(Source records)
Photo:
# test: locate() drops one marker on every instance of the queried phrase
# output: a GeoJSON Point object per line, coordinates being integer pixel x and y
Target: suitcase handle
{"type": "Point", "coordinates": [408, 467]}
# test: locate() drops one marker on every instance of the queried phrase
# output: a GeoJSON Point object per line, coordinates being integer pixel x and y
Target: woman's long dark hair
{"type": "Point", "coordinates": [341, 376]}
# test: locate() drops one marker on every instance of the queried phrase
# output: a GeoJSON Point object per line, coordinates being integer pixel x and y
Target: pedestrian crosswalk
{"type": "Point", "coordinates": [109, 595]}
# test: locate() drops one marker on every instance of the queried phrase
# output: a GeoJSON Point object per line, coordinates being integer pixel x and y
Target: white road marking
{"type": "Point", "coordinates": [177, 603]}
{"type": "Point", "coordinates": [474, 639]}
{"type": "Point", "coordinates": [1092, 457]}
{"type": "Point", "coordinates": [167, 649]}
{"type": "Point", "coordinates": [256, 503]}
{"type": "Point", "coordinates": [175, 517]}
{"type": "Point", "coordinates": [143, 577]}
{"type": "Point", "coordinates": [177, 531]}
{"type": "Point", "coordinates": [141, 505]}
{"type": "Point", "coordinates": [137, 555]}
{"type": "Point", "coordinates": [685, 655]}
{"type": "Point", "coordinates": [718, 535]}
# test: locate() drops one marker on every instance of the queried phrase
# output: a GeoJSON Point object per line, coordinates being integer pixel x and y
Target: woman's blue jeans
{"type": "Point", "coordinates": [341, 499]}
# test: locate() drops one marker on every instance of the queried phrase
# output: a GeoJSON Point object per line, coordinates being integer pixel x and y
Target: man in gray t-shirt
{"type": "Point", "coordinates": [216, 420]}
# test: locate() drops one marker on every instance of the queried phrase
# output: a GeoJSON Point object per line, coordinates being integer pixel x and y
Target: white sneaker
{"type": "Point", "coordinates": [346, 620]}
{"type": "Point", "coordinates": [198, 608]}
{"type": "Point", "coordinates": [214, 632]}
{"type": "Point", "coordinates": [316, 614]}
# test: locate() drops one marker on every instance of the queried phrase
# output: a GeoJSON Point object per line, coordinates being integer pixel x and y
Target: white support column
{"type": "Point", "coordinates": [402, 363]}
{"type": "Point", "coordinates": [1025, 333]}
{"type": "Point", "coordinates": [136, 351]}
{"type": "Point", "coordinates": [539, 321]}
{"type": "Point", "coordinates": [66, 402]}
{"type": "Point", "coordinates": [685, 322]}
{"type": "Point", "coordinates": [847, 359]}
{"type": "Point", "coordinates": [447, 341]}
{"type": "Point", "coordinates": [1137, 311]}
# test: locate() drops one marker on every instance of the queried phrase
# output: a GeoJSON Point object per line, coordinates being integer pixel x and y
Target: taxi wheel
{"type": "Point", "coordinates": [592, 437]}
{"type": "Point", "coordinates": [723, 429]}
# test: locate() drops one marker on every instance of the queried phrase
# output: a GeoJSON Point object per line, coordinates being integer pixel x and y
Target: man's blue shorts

Exercise prompt: Transcribe all the entries, keeping each one exactly as it is.

Result:
Photo:
# test: locate() drops one marker on every instance of the queried phrase
# output: a GeoJSON Point object per line, coordinates being integer pixel x and y
Target: suitcase handle
{"type": "Point", "coordinates": [408, 467]}
# test: locate() drops one marker on every instance of the queried phrase
# output: a GeoJSON Point object per line, coordinates being integer pixel x and y
Target: woman's long dark hair
{"type": "Point", "coordinates": [341, 376]}
# test: locate() drops one marker on every instance of the queried phrase
# output: a GeoJSON Point object per line, coordinates being integer pixel x and y
Target: pedestrian crosswalk
{"type": "Point", "coordinates": [109, 595]}
# test: locate() drops one marker on every instance of the queried phrase
# output: a GeoJSON Point object per line, coordinates being integer pixel x and y
Target: white road marking
{"type": "Point", "coordinates": [177, 603]}
{"type": "Point", "coordinates": [474, 639]}
{"type": "Point", "coordinates": [1092, 457]}
{"type": "Point", "coordinates": [167, 649]}
{"type": "Point", "coordinates": [256, 503]}
{"type": "Point", "coordinates": [175, 517]}
{"type": "Point", "coordinates": [143, 577]}
{"type": "Point", "coordinates": [177, 531]}
{"type": "Point", "coordinates": [141, 505]}
{"type": "Point", "coordinates": [137, 555]}
{"type": "Point", "coordinates": [685, 655]}
{"type": "Point", "coordinates": [718, 535]}
# test: locate() drops one marker on every instance of the queried phrase
# output: a GeoJSON Point object per line, coordinates being integer pixel x and y
Target: woman's blue jeans
{"type": "Point", "coordinates": [341, 499]}
# test: locate() drops one marker on every instance of the queried phrase
# output: a GeoJSON Point object per line, coordinates being integer pixel x and y
Target: man in gray t-shirt
{"type": "Point", "coordinates": [216, 420]}
# test: locate() drops one marker on every instance of the queried phrase
# output: a GeoJSON Point object per line, coordinates being integer pixel x and y
Target: white sneaker
{"type": "Point", "coordinates": [346, 620]}
{"type": "Point", "coordinates": [198, 608]}
{"type": "Point", "coordinates": [214, 632]}
{"type": "Point", "coordinates": [316, 614]}
# test: locate() drops one marker on every instance of the queried phrase
# output: a GeoJSON Point object per line, coordinates being integer pixel x and y
Target: white support column
{"type": "Point", "coordinates": [402, 363]}
{"type": "Point", "coordinates": [1025, 333]}
{"type": "Point", "coordinates": [136, 351]}
{"type": "Point", "coordinates": [539, 321]}
{"type": "Point", "coordinates": [66, 402]}
{"type": "Point", "coordinates": [685, 322]}
{"type": "Point", "coordinates": [847, 359]}
{"type": "Point", "coordinates": [447, 341]}
{"type": "Point", "coordinates": [1137, 311]}
# test: locate() drops one marker on every instance of the queried phrase
# output: a GeoJSON Point object per line, coordinates being integer pixel x and y
Target: taxi wheel
{"type": "Point", "coordinates": [592, 437]}
{"type": "Point", "coordinates": [723, 429]}
# test: locate() drops one marker on every instance of the queried phrase
# output: a GeoJSON Point object per line, coordinates being integer pixel x and y
Target: man's blue shorts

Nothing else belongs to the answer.